Suffice it to say, any government who bombs its own civilians on American soil without a /very/ compelling reason is as tyrannical as the crazy guy thinks. I'm pretty sure if that was an option, they'd be using it.
This is how the logic works, then -- if they can't bomb them, they'd have to use small arms, or the national guard with its larger small arms, and as such, their own small arms would work against them. This is especially true in civilian centers, where the risk of collateral damage is high, in both resources and innocent lives.
Then, how would it be seen on the international stage, for the US to execute civilians en masse without a trial? They'd be talking about US in the same way we talk about countries who do, literally, the same thing in Africa and the Middle East. We would instantly lose any credibility there, which may have disastrous effects on our economy, be it through sanctions, withdrawal of treaties, withdrawal of trade agreements. Even IF the government were tyrannical, it'd be nearly suicidal to do that. I'm by no means an anti-statist or what-have-you, but it'd be a bad decision to bomb people on our own soil, even outside of the moral implications.
Then we'd need to start a witch hunt for anyone with even somewhat similar views, because if you thought Waco was bad, imagine more people, just as crazy, acting against what are, by definition, declarations of war, with access to the internet, in rural and subrural areas that are most likely to have large amounts of components to build explosives.
I have to say, it's a fun thought experiment, but it wouldn't be fun if it happens. Best to do what Australia did, and pressure the holdouts to abide by the rules until they do, instead of just killing them.

**Required action A:**
Summarize the passage in two sentences.
**Required action B:**
From the passage, extract the text from "Suffice it to" up to and including "be using it.", copying it word for word.
The data after the passage play no part in this work.

**Given data:**
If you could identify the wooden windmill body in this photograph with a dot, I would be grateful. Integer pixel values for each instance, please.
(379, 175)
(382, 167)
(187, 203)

**Exercise solution A:**
The passage argues that a government bombing its own civilians on American soil without a very compelling reason would be tyrannical and nearly suicidal: it would have to rely on small arms that civilians' own small arms could counter, collateral damage would be high in civilian centers, and the US would lose international credibility, with possible sanctions and lost treaties and trade agreements hurting the economy. It adds that such action would lead to a witch hunt against people with similar views, and it recommends doing what Australia did by pressuring holdouts to abide by the rules rather than killing them.

**Exercise solution B:**
Suffice it to say, any government who bombs its own civilians on American soil without a /very/ compelling reason is as tyrannical as the crazy guy thinks. I'm pretty sure if that was an option, they'd be using it.